__Listed entries__:
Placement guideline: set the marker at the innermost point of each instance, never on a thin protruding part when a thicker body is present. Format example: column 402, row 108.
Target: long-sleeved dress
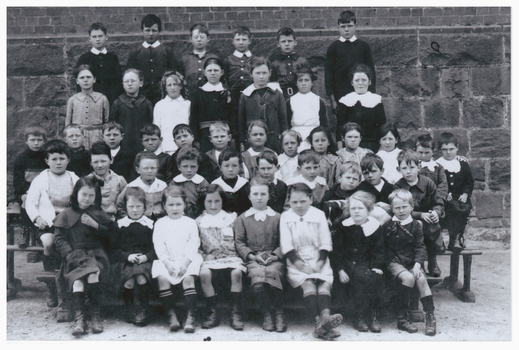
column 257, row 232
column 307, row 235
column 176, row 240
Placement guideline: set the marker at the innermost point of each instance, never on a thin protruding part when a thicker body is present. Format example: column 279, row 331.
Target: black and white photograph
column 258, row 173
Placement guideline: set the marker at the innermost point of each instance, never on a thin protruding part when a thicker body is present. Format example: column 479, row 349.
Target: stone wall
column 438, row 69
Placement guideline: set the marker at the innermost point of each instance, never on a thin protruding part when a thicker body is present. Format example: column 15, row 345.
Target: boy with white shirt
column 147, row 168
column 152, row 58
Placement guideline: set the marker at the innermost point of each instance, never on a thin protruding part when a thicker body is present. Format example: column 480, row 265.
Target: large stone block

__Exercise description__:
Write out each entry above once more, exactly as written, and drop the pictures.

__Task result__:
Placement guideline: set the marker at the innermost point of each instance, never on a thin protruding part when a thicker body is present. Format example: column 402, row 108.
Target: long-sleeved dress
column 257, row 232
column 307, row 235
column 176, row 240
Placement guideline: set the marker at the innermost point of each instance, never on a thin protruding part when a thicker body is present. Format example: column 279, row 331.
Target: black and white photograph
column 258, row 173
Placement guideline: set the marker at the innermost point of each instance, never on a thin protruding part when a thicker body is present. Format example: column 479, row 349.
Target: stone wall
column 438, row 69
Placement guideline: set the marker at the innermost point of each instance, never on a thin protruding part when a thicker body is present. Format example: column 15, row 345.
Target: boy with white shirt
column 147, row 168
column 152, row 58
Placement guideline: set the marker at the innermost point of each instance, never on a thin protruding part when a thicker body is present. Format example: column 480, row 265.
Target: large stone block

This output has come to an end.